■ TEXT SHOWN:
%%
XLI.⁠An Account of the Effects of Lightning in St. Bride's Church, Fleet-street, on the 18th of June 1764: In a Letter to Mr. Benjamin Wilson, F. R. S. from Edward Delaval Esq; F. R. S.

SIR,

Read June 28,
1764.

THE inclosed is an account of the effects of the lightning on the steeple and spire of St. Bride's church, with drawings [Tab. XIV. XV.] which very accurately express the parts damaged by it.

I thought it would be of use, by describing the several circumstances of this accident, to shew more fully the necesity of preventing the danger, that such buildings are exposed to.

The construction of the spire is somewhat similar to that of an apparatus purposely contrived to draw the lightning from the clouds, as it runs up towards a point, and ends in a metal vane and cross, the figure of which, as well as the materials that they consist of, seem calculated to admit the lightning with the least resistance.

At this place the first marks of it are seen: at H the top of the copper cross, which is the highest part of the building, the gilding is by the explosion partly torn off and partly discoloured, so as to differ remarkably from the rest of the cross where the gilding is very well preserved. Some small pieces of solder are melted; and all this part appears as if it had been exposed to the fire.

The lightning seems to have entered here, and to have been conducted as low as the hole at A, by an iron spindle twenty feet in length, and two inches in diameter; of which ten feet were surrounded by the copper ball, vane and cross; and the lower half was inclosed in a groove cut through the middle of the solid stones which composed the upper part of the spire, and rested at A on the bottom of that groove, which was sunk five inches deep into the lowest of those solid stones: this last mentioned stone being three feet broad and one deep. The interval between the sides of the spindle and the groove made to receive it was filled up by melted lead poured in between them.

The lightning accumulated in the metal, having it’s passage towards the earth strongly resisted at this place, has in expanding itself formed the hole A, by bursting off from the lower part of the spindle the stones contiguous to it on that side.

At each of the angles of the metal, the stone on which it rested is cracked, which probably was occasioned by the lightning issuing with greater freedom from those parts, than from the flat surface.

No part of the spindle is in the least injured by the lightning, notwithstanding the great quantity which, from it’s effects, appears to have been accumulated in it ^[1].

From hence, as low as to the corniche B, it seems to have been conducted along the surface of the spire, which was wetted by the rain that had fallen in the morning, before the lightning: and having been accumulated in the iron bars B and C, in discharging itself from them, it has made the greatest explosion at this place.

Under this part the freedom of it’s passage seems to have been hindered by all the dry stonework underneath, which was defended from the rain by the corniches: and it appears from some experiments which I formerly made^[2], that dry free stone, when warm'd to a certain degree (which probably does not exceed the heat which the stones of buildings acquire in hot weather) resists the passage of the electric fluid or lightning so strongly, that with plates of that stone, instead of glass, I performed the Leyden experiment.

Under the corniche, the lightning descended only by leaping from one iron to another; and at every leap its force seems to have been weakened, and at last to have been quite dissipated.
%%
■ WORK REQUEST 1: List each single letter that the lightning account uses to mark a point on the drawings, with the part of the building it marks.
■ WORK REQUEST 2: Copy out the records from their start down through the line containing "negative clicks: (755, 676)", leaving out the pictures.

■ STORED DATA:
%%
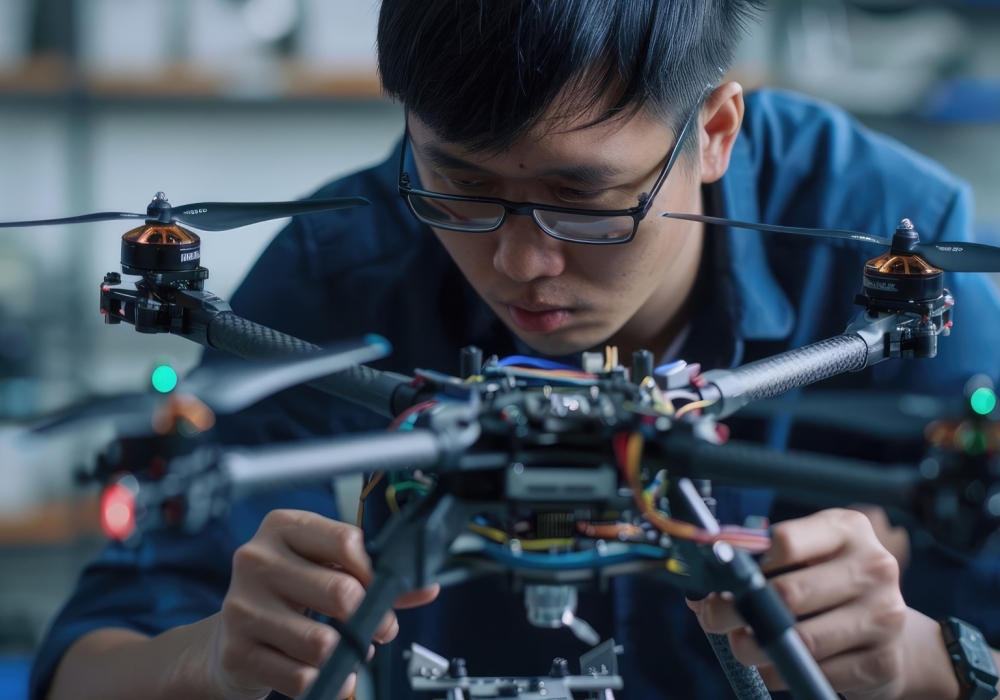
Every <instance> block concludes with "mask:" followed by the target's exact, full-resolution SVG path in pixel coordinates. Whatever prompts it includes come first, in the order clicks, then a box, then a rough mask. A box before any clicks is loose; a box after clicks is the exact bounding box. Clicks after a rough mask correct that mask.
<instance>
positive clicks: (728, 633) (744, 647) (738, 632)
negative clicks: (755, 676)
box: [726, 630, 756, 666]
mask: <svg viewBox="0 0 1000 700" xmlns="http://www.w3.org/2000/svg"><path fill="white" fill-rule="evenodd" d="M726 638H727V639H728V640H729V648H730V649H731V650H732V652H733V656H735V657H736V660H737V661H739V662H740V663H741V664H743V665H744V666H752V665H754V659H753V651H754V647H755V646H756V645H755V643H754V641H753V639H752V638H751V637H750V635H748V634H746V633H745V632H743V631H742V630H733V631H732V632H729V633H728V634H727V635H726Z"/></svg>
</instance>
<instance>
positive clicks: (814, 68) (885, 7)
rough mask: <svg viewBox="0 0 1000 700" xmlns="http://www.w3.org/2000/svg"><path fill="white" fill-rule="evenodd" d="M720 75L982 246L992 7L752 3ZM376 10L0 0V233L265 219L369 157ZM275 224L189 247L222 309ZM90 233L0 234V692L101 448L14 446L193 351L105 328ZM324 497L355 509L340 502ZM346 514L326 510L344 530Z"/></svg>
mask: <svg viewBox="0 0 1000 700" xmlns="http://www.w3.org/2000/svg"><path fill="white" fill-rule="evenodd" d="M768 5H769V9H768V11H767V13H766V14H765V15H764V17H763V19H762V21H761V22H760V24H757V25H754V26H753V27H751V35H750V37H749V38H748V39H747V40H746V41H745V42H744V43H743V45H742V46H741V48H740V52H739V60H738V63H737V65H736V67H735V68H734V71H733V75H734V77H735V78H736V79H738V80H740V81H742V82H743V83H744V85H746V86H748V87H755V86H762V85H774V86H781V87H786V88H790V89H794V90H799V91H802V92H805V93H809V94H812V95H815V96H817V97H820V98H823V99H826V100H830V101H832V102H835V103H837V104H840V105H842V106H844V107H845V108H847V109H849V110H850V111H851V112H853V113H854V114H855V115H856V116H857V117H858V118H859V119H861V120H862V121H863V122H865V123H867V124H869V125H870V126H872V127H874V128H876V129H879V130H881V131H884V132H887V133H889V134H890V135H892V136H894V137H896V138H898V139H899V140H901V141H903V142H904V143H906V144H908V145H910V146H911V147H913V148H915V149H916V150H918V151H921V152H923V153H925V154H927V155H929V156H931V157H932V158H935V159H937V160H938V161H940V162H941V163H943V164H944V165H945V166H946V167H948V168H949V169H950V170H952V171H953V172H955V173H957V174H958V175H960V176H961V177H963V178H965V179H966V180H968V181H969V182H971V184H972V186H973V189H974V191H975V194H976V199H977V219H976V223H975V225H976V227H977V230H978V232H979V234H980V235H981V236H982V237H984V238H992V239H994V241H1000V0H953V1H952V2H918V1H915V0H866V1H864V2H861V1H857V2H847V1H846V0H771V2H769V3H768ZM377 13H378V5H377V2H373V0H0V220H18V219H35V218H51V217H58V216H69V215H74V214H80V213H85V212H92V211H105V210H114V211H123V210H124V211H142V207H145V205H146V204H147V202H148V201H149V200H150V198H151V197H152V196H153V194H154V193H156V192H157V191H159V190H162V191H164V192H166V193H167V195H168V196H169V198H170V200H171V201H172V202H190V201H199V200H235V201H239V200H247V201H250V200H277V199H291V198H297V197H301V196H304V195H307V194H308V193H310V192H311V191H312V190H314V189H316V188H317V187H318V186H319V185H321V184H322V183H324V182H326V181H327V180H329V179H332V178H334V177H337V176H339V175H342V174H345V173H348V172H350V171H352V170H355V169H358V168H360V167H362V166H364V165H366V164H370V163H375V162H378V161H380V160H381V159H383V158H384V157H385V156H386V155H387V153H388V152H389V150H390V148H391V147H392V145H393V143H394V142H395V140H396V139H397V138H399V136H400V134H401V131H402V111H401V109H400V107H399V106H398V105H395V104H392V103H391V102H389V101H388V100H385V99H383V98H382V97H381V95H380V91H379V86H378V79H377V76H376V73H375V67H374V50H373V49H374V46H373V45H374V38H375V25H376V20H377ZM281 226H282V222H275V223H270V224H261V225H258V226H253V227H248V228H244V229H239V230H236V231H230V232H225V233H216V234H212V233H207V234H205V235H204V236H203V248H202V249H203V256H204V258H205V259H206V261H207V263H206V264H207V266H208V267H210V269H211V275H212V276H211V279H210V280H209V282H208V285H207V288H208V289H211V290H212V291H214V292H215V293H217V294H218V295H220V296H221V297H223V298H228V297H229V296H230V295H231V294H232V292H233V291H234V290H235V289H236V287H237V285H238V284H239V282H240V280H241V279H242V277H243V276H244V274H245V273H246V272H247V270H248V269H249V267H250V265H251V264H252V263H253V261H254V260H255V258H256V257H257V255H258V254H259V253H260V252H261V250H262V249H263V248H264V246H265V245H266V244H267V243H268V241H269V240H270V239H271V238H272V237H273V236H274V234H275V233H277V231H278V230H280V228H281ZM127 228H129V227H128V226H124V225H121V224H115V223H106V224H96V225H90V226H76V227H72V228H65V229H59V228H37V229H23V230H17V231H5V232H3V233H2V234H0V697H2V698H5V699H7V698H9V699H11V700H21V698H24V697H26V692H27V691H26V687H27V681H26V677H27V668H28V665H29V663H30V657H31V653H32V650H33V649H34V647H35V645H36V644H37V643H38V641H39V640H40V638H41V636H42V634H43V633H44V630H45V627H46V625H47V623H48V622H49V620H50V619H51V617H52V616H53V615H54V614H55V612H56V611H57V609H58V607H59V605H60V604H61V602H62V601H63V600H64V599H65V597H66V596H67V595H68V593H69V591H70V590H71V588H72V586H73V583H74V580H75V577H76V575H77V573H78V572H79V570H80V568H81V567H82V566H83V565H84V563H85V562H86V561H87V560H88V559H89V558H90V557H92V556H93V555H94V553H95V552H96V551H97V549H98V548H99V547H100V546H101V544H102V541H103V535H102V534H101V532H100V527H99V525H98V519H97V505H96V499H95V497H94V494H93V493H90V492H88V491H86V490H84V489H81V488H79V487H77V486H75V485H74V481H73V473H74V471H75V470H76V469H78V468H79V467H83V466H88V465H89V463H90V462H91V461H92V460H93V458H94V455H95V454H96V453H97V451H98V450H99V449H101V448H102V447H103V446H104V444H105V443H107V441H108V440H109V439H110V438H111V434H110V432H102V431H101V430H90V431H87V433H86V434H82V435H72V436H63V437H60V438H58V439H57V438H52V439H50V440H47V441H46V442H45V443H44V444H36V445H34V446H33V447H32V448H30V449H28V448H26V447H25V445H24V444H23V443H22V442H21V441H20V440H19V434H20V432H21V431H23V429H24V426H25V425H28V424H30V423H31V421H33V420H35V419H37V418H38V417H39V416H43V415H45V414H48V413H51V412H52V411H55V410H58V409H59V408H61V407H64V406H67V405H70V404H73V403H76V402H80V401H83V400H86V399H87V398H88V397H94V396H100V395H107V394H114V393H118V392H124V391H143V390H148V389H149V387H150V377H151V373H152V371H153V369H154V368H156V367H158V366H161V365H168V366H170V367H172V368H173V369H175V370H176V371H177V372H178V373H180V374H182V375H183V374H184V373H185V372H186V371H188V370H189V369H190V368H191V367H193V366H194V365H195V364H196V363H197V361H198V357H199V354H200V351H199V348H198V346H196V345H194V344H192V343H189V342H187V341H184V340H180V339H178V338H174V337H165V336H143V335H140V334H137V333H135V332H134V331H132V330H131V329H130V328H128V327H127V326H124V325H122V326H114V327H106V326H105V325H104V324H103V323H102V318H101V316H100V314H98V312H97V309H98V307H97V288H98V285H99V283H100V282H101V280H102V279H103V276H104V273H105V272H108V271H112V270H117V269H118V256H119V241H120V236H121V234H122V233H124V231H125V230H126V229H127ZM344 486H345V488H344V489H343V491H344V495H343V498H344V500H345V502H347V501H350V499H351V498H352V497H354V494H356V490H355V491H353V493H352V490H351V488H347V487H353V486H354V484H345V485H344ZM351 510H352V509H351V508H350V507H348V508H347V509H346V510H345V512H347V513H350V512H351Z"/></svg>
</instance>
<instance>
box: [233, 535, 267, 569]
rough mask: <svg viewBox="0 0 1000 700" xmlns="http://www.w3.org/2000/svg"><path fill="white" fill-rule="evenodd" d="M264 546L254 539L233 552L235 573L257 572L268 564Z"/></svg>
mask: <svg viewBox="0 0 1000 700" xmlns="http://www.w3.org/2000/svg"><path fill="white" fill-rule="evenodd" d="M266 558H267V557H266V556H265V553H264V548H263V547H261V546H259V545H257V544H255V543H254V541H253V540H251V541H249V542H247V543H246V544H245V545H243V546H242V547H240V548H239V549H237V550H236V551H235V552H234V553H233V573H234V574H236V573H243V572H255V571H259V570H260V569H262V568H264V567H265V566H266V564H265V560H266Z"/></svg>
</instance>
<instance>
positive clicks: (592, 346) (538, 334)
mask: <svg viewBox="0 0 1000 700" xmlns="http://www.w3.org/2000/svg"><path fill="white" fill-rule="evenodd" d="M508 327H509V326H508ZM510 330H511V331H512V332H513V333H514V335H516V336H517V337H518V338H520V339H521V341H523V342H524V343H525V344H526V345H528V347H530V348H531V349H532V350H534V351H535V352H538V353H540V354H542V355H548V356H549V357H564V356H566V355H573V354H575V353H578V352H584V351H586V350H590V349H592V348H594V347H595V346H597V345H600V344H601V343H603V342H604V341H605V340H607V338H609V337H610V335H611V334H607V335H603V334H597V333H594V332H590V333H581V332H579V331H575V332H574V331H567V332H560V331H554V332H552V333H544V334H543V333H524V332H523V331H520V330H519V329H517V328H511V329H510Z"/></svg>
%%
■ FINAL ANSWER 1:
H: the top of the copper cross
A: the hole at the bottom of the groove where the iron spindle rested
B: the corniche, and also one of the iron bars
C: the other iron bar

■ FINAL ANSWER 2:
Every <instance> block concludes with "mask:" followed by the target's exact, full-resolution SVG path in pixel coordinates. Whatever prompts it includes come first, in the order clicks, then a box, then a rough mask. A box before any clicks is loose; a box after clicks is the exact bounding box. Clicks after a rough mask correct that mask.
<instance>
positive clicks: (728, 633) (744, 647) (738, 632)
negative clicks: (755, 676)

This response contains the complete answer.